TASK DETAILS: Print out every entry that follows, exactly as written.

Region pointing data
Start of Block

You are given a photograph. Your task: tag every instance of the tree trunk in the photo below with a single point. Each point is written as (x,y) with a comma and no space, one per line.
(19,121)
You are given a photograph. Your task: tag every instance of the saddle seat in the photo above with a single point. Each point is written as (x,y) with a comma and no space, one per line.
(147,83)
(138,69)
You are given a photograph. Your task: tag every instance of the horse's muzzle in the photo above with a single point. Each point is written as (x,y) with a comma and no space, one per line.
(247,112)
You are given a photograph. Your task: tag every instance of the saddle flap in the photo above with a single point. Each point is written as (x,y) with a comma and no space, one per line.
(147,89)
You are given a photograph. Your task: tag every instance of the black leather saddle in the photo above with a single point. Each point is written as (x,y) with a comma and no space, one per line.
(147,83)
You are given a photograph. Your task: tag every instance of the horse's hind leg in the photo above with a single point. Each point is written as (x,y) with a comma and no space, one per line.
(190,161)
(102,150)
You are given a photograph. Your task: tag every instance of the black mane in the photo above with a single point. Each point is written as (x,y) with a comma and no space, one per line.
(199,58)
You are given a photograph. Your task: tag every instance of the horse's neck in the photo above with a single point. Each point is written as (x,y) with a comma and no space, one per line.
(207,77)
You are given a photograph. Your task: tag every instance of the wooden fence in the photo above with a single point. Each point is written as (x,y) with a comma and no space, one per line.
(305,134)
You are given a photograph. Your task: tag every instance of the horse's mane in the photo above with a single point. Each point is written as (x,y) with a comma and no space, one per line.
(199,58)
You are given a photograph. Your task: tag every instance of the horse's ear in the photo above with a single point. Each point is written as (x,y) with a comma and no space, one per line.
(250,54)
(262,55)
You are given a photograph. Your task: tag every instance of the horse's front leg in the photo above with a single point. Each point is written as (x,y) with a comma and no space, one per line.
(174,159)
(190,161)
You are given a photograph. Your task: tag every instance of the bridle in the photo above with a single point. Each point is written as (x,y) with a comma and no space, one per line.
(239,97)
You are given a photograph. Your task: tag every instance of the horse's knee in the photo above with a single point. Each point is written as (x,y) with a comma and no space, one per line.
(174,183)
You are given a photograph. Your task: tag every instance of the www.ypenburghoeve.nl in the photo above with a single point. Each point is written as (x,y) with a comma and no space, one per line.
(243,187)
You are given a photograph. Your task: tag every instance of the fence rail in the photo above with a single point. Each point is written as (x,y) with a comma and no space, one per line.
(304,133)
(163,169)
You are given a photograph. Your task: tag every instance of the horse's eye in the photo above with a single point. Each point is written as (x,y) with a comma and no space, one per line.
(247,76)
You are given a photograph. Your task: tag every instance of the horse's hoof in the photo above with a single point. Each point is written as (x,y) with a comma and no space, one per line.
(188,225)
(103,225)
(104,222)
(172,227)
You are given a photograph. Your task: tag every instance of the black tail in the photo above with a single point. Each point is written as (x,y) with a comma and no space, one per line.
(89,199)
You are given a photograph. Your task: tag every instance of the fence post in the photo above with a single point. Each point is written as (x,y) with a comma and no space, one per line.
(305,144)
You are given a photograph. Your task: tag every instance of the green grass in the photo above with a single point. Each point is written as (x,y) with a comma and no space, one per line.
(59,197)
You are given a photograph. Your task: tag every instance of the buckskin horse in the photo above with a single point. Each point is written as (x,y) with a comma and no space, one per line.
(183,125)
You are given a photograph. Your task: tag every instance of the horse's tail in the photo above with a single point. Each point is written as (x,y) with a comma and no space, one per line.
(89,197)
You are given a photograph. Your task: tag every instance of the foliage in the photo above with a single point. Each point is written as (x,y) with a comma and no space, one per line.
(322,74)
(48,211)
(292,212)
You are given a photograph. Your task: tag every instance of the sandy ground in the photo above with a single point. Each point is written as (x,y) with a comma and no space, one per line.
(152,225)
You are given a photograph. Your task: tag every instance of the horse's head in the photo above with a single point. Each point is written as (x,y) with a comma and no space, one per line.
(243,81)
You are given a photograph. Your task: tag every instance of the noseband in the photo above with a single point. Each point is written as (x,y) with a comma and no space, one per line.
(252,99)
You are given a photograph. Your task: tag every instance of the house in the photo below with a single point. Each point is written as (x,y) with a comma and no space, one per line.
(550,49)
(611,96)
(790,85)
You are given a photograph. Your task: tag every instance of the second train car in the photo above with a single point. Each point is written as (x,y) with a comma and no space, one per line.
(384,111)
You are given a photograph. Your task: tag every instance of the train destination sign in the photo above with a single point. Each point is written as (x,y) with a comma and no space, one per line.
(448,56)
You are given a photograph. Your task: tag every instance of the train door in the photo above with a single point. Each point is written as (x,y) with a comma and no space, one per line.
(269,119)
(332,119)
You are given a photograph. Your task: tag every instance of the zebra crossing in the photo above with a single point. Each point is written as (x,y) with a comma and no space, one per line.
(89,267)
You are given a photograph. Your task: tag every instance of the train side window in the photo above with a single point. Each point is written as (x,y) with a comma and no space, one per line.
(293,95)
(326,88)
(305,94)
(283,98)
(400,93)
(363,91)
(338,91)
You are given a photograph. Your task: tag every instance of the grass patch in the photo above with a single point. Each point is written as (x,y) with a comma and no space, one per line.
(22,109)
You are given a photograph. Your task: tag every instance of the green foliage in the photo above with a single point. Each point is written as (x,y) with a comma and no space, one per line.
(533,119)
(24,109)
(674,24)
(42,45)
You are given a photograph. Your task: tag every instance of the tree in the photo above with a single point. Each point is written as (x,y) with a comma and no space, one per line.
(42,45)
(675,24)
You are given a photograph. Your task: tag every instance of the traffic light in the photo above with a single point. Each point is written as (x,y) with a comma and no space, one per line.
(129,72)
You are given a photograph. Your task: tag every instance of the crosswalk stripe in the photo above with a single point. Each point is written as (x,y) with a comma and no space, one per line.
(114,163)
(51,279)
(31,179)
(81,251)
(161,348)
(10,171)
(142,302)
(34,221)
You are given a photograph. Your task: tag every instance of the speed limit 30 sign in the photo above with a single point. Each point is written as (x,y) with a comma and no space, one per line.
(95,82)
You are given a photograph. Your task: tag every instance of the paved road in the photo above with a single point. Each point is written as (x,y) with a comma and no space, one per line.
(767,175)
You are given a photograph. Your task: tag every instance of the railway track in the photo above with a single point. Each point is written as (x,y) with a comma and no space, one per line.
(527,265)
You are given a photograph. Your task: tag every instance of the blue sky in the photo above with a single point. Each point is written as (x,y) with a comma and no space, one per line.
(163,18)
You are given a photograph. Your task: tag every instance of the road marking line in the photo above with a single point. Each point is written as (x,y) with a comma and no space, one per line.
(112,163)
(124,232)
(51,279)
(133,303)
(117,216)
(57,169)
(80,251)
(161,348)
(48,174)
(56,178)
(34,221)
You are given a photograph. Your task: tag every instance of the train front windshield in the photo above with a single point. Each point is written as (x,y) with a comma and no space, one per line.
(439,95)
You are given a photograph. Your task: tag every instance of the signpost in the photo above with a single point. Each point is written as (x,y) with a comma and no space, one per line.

End of Block

SOLUTION TO THIS EXERCISE:
You are given a photograph. Your task: tag every instance of the tree trunk in the photo below with a single point. Each point is written as (x,y) with a comma and no space, one per line.
(19,121)
You are given a photograph. Your task: tag every instance of the saddle seat in the photo above with a single point. Each point is written as (x,y) with a comma and no space, one per line.
(147,83)
(138,69)
You are given a photograph. Your task: tag every instance of the horse's muzzle in the photo above with a single point. Each point is written as (x,y) with a comma and no space, one per line.
(247,112)
You are given a photograph. Your task: tag every instance of the saddle flap in the photo above with a single point. Each point is written as (x,y) with a comma and no space, one per line.
(147,89)
You are given a photograph. Your task: tag every instance of the black leather saddle in the photo above with a single point. Each point is written as (x,y) with a comma and no space, one per line.
(147,83)
You are given a photograph. Your task: tag every instance of the horse's hind leg in the photo above with a single point. Each point is written as (x,y) with a comma and no space, one per line.
(190,161)
(102,150)
You are given a photograph. Your task: tag every instance of the black mane in the photo above with a single point. Each point is written as (x,y) with a comma and no space, one per line.
(199,58)
You are given a photograph. Your task: tag every instance of the horse's neck in the photo above with a single point. Each point is written as (x,y) with a comma and no space, one per line.
(207,77)
You are given a photograph. Your task: tag every instance of the wooden fence in the photo above with a single point. Each point is written as (x,y) with a comma and no space, one per line.
(305,134)
You are given a photograph. Your task: tag every instance of the horse's mane in the photo above with a single point. Each point is written as (x,y) with a comma and no space, one per line.
(199,58)
You are given a photograph. Your task: tag every instance of the horse's ear in the photo above with a single point. Each point is written as (x,y) with a comma and no space, one per line.
(250,54)
(262,55)
You are given a photograph. Your task: tag every instance of the horse's front leg in the photo above with a single point. Each point is written as (x,y) with a comma and no space, one per line.
(174,159)
(190,161)
You are given a photograph. Your task: tag every instance of the bridle in the photo above with a single point. Each point is written as (x,y) with a comma and no space, one per line.
(239,97)
You are given a photograph. Your task: tag every instance of the horse's knee in the photo above with a single point. Each point is written as (x,y) with a comma and no space, one per line.
(174,183)
You are given a photograph. Your task: tag every instance of the www.ypenburghoeve.nl in the photo above with a single point. Each point is written as (x,y) with a comma and no space, one per line.
(243,187)
You are given a photograph. Your task: tag every instance of the fence rail in the photo above with a single point. Each point is written as (x,y) with a comma and no space, one per line.
(304,133)
(163,169)
You are given a photograph. Your task: tag every instance of the horse's eye in the photo above with a single point. Each point is written as (x,y) with a comma and no space, one per line.
(247,76)
You are given a photograph. Your task: tag every instance of the horse's hoof in the photo above with a single point. Each point is written as (x,y) with a comma and no space, one per line.
(188,225)
(103,225)
(104,222)
(172,227)
You are given a photograph. Your task: tag every instance of the black tail in the photo above with a single point. Each point is written as (x,y) with a comma and no space, one per line.
(89,199)
You are given a photograph. Your task: tag every instance of the fence post in the photo above with a single point. Each point is written as (x,y) with a comma and no space, one per line.
(305,144)
You are given a photograph. Your task: tag every instance of the green grass in the photo above with a single point. Each point is written as (x,y) with a comma and no space, one per line.
(59,197)
You are given a photograph. Your task: tag every instance of the buckskin horse in the photo above with a single point. Each point is written as (x,y) with a comma and no space, one per line.
(183,125)
You are given a photograph. Your task: tag every instance of the horse's tail in the photo above with a single point. Each point is written as (x,y) with a comma and no space, one per line.
(89,197)
You are given a photograph. Your task: tag every instance of the foliage in the photo above with a single point. Each point is written as (x,y) with a comma and no space, one per line.
(322,74)
(48,211)
(292,212)
You are given a photograph. Your task: tag every instance of the sandy ground in the photo above with a single point. Each point is written as (x,y) with a comma and no space, one per line.
(152,225)
You are given a photograph. Your task: tag every instance of the horse's head in the photo above with a single point. Each point is written as (x,y) with a comma and no space, one per line.
(243,81)
You are given a photograph. Your task: tag every instance of the noseband in the photo above with a single point. Each point is written as (x,y) with a comma and no space, one per line.
(252,99)
You are given a photograph. Your task: tag every instance of the house in the photo below with a single point. Each point is written as (x,y) with a comma and no space, one per line.
(550,49)
(611,96)
(790,85)
You are given a photograph. Your task: tag every instance of the second train car in the photo above with a single point. Each point is written as (x,y) with a comma and no space, one per line.
(384,111)
You are given a photograph. Your task: tag every instance of the train destination sign in the photo above with a single point. Each point is written as (x,y) with a comma and no space, one per line.
(448,56)
You are given a photograph. Your task: tag every instance of the train door in the photo above with a single point. Each point is written as (x,y) with a comma and no space, one per line.
(269,119)
(332,119)
You are given a photograph. Your task: tag every instance of the zebra crossing in the photo above with a single point. Each point is written as (x,y) with a comma and no space, one per line.
(89,267)
You are given a photograph. Your task: tag every instance of the train side window in the photo above with a single point. Each point is written as (x,y) with a comma and no space, one per line.
(293,95)
(326,88)
(305,94)
(283,98)
(400,93)
(363,91)
(338,91)
You are given a photograph. Your task: tag every instance of the grass patch in the photo above with a single point. Each point is written as (x,y) with a comma and no space, one per line.
(22,109)
You are given a photograph. Your task: tag every instance of the green foliage in the photo above with a single point. Each point is written as (x,y) with a comma and no space, one per line.
(533,119)
(24,109)
(674,24)
(42,45)
You are given a photograph. Your task: tag every instance of the tree in the photo above with a single point. Each point is written as (x,y) with a comma and no space, one per line.
(42,45)
(675,24)
You are given a photograph. Your task: tag every instance of the traffic light in the photo above with a single point. Each point is written as (x,y) with a comma and no space, one per line.
(129,72)
You are given a photograph. Your task: tag every instance of the crosswalk stripe in the photo above with a single point. Each point is written as (x,y) with a comma and no space, one per line.
(114,163)
(51,279)
(31,179)
(81,251)
(161,348)
(10,171)
(142,302)
(34,221)
You are given a photograph. Your task: tag every instance of the speed limit 30 sign in the photo above with a single point. Each point is written as (x,y) with a comma and no space, one per line.
(95,82)
You are given a photograph. Your task: tag every instance of the paved road in the photo above with a single point. Each point is written as (x,y) with a comma and no space, one per line.
(767,175)
You are given a photograph. Your task: tag every instance of the railway track in the photo above with a single point. Each point is written as (x,y) with a comma and no space, one per line.
(527,265)
You are given a photograph. Your task: tag every instance of the blue sky in the photo above with a single point. Each point is written as (x,y) with a comma and no space, one per line.
(163,18)
You are given a photograph. Your task: tag every instance of the road marking line in the photo above with a single point. Each point is written as (x,y) with a comma and no space, one per line.
(112,163)
(124,232)
(51,279)
(133,303)
(117,216)
(57,169)
(80,251)
(161,348)
(48,174)
(56,178)
(34,221)
You are given a photograph. Your task: tag every instance of the train front windshield in the photo above with a single point. Each point is written as (x,y) with a comma and no space, one per line.
(439,95)
You are given a photograph. Your task: tag every instance of the signpost in the photo above with a single point. Each point is written as (x,y) with a comma and no space, one per line.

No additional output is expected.